Your goal
Recast the listing as a numbered list, one item per line and blank lines omitted, covering everything from the line containing "Look at the photo above. For every instance of the reflection" down to the line containing "pixel 230 10", both included.

Position annotation records
>>

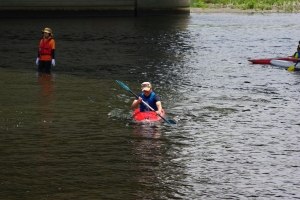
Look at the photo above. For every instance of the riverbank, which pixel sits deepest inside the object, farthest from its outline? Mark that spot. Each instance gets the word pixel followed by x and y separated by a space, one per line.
pixel 231 10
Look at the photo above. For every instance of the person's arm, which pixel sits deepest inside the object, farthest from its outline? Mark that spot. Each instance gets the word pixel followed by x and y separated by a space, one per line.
pixel 136 102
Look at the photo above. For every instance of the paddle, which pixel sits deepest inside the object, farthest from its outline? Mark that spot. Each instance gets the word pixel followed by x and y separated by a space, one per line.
pixel 292 68
pixel 129 90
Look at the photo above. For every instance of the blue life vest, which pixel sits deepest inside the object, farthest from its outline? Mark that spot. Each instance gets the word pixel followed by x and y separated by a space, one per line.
pixel 150 101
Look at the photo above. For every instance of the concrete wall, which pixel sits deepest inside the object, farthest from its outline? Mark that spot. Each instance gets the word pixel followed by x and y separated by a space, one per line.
pixel 132 6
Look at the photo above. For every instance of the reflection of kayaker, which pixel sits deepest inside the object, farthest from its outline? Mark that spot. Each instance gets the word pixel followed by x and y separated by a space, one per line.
pixel 46 53
pixel 149 97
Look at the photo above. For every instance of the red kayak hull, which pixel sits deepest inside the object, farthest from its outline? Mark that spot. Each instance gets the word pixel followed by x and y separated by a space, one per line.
pixel 266 61
pixel 146 116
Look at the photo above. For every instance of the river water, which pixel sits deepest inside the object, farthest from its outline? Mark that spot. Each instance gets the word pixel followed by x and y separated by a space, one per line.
pixel 69 135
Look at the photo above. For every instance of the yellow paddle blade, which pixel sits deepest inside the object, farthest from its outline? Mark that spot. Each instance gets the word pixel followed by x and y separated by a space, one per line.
pixel 291 68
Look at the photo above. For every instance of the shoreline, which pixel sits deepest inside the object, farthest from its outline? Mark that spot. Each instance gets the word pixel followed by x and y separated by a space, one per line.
pixel 230 10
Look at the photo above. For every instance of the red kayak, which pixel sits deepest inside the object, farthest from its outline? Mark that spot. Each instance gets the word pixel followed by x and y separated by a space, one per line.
pixel 266 61
pixel 146 116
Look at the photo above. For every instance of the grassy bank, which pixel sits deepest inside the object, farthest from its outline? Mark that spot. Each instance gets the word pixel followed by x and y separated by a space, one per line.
pixel 280 5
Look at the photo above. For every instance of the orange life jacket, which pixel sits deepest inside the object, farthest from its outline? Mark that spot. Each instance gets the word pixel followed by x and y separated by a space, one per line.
pixel 45 48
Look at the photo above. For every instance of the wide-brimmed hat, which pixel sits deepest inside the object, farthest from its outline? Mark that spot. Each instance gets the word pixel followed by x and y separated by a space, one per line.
pixel 146 86
pixel 47 30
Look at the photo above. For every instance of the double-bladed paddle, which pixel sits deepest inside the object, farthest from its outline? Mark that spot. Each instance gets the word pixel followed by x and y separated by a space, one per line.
pixel 129 90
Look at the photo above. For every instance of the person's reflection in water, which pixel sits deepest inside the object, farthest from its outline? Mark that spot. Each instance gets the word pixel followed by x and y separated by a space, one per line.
pixel 147 153
pixel 46 99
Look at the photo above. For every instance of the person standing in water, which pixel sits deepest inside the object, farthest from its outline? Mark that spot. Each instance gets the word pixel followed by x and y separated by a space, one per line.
pixel 149 97
pixel 46 52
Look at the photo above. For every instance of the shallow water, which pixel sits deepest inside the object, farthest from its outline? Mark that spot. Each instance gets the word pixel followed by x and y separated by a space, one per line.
pixel 69 135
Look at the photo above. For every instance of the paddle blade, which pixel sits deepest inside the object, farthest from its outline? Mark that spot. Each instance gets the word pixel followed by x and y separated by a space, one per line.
pixel 291 68
pixel 123 85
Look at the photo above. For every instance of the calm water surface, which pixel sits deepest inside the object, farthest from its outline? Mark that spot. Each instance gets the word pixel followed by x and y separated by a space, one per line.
pixel 69 135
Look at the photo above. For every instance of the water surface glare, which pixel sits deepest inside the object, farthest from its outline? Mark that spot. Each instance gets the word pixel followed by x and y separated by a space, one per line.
pixel 69 135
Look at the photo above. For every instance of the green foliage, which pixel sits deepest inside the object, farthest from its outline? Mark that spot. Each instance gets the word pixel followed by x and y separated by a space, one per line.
pixel 285 5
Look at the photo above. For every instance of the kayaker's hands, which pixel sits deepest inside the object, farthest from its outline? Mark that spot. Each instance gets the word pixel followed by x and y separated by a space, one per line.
pixel 140 100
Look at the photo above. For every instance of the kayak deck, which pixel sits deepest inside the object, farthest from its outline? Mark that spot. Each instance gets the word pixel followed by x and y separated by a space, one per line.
pixel 267 61
pixel 146 116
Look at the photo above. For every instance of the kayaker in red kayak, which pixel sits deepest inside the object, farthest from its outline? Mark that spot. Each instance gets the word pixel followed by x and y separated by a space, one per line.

<<

Exercise response
1. Look at the photo above. For every instance of the reflection of kayaker, which pixel sits deepest inside the object, farthest from its outline? Mark that spot. Each instance gets the word pixel followed by x and y separated by a space, one per line.
2. pixel 46 53
3. pixel 149 97
4. Look at the photo above. For every instance of the red kayak hull, which pixel sits deepest inside the object, farthest from its outline? Mark that spot. Each instance gets the word pixel followed by x and y separated by a space, one per line.
5. pixel 266 61
6. pixel 146 116
7. Look at the photo above. For every instance of the river water, which pixel sits deepest inside the object, farthest from its outline? Mark that spot. Each instance gets the word pixel followed by x and y separated by a space, one per line.
8. pixel 69 135
9. Look at the photo above. For every instance of the yellow paddle blade, which pixel sits deepest inside the object, farthest from its outline? Mark that spot. Each instance gets the word pixel followed by x and y separated by a space, one per line.
10. pixel 291 68
11. Look at the photo above. For every instance of the shoreline, which pixel sits deepest inside the object, farthest from its outline? Mark that spot. Each instance gets the word pixel followed by x and y separated by a space, one per line.
12. pixel 230 10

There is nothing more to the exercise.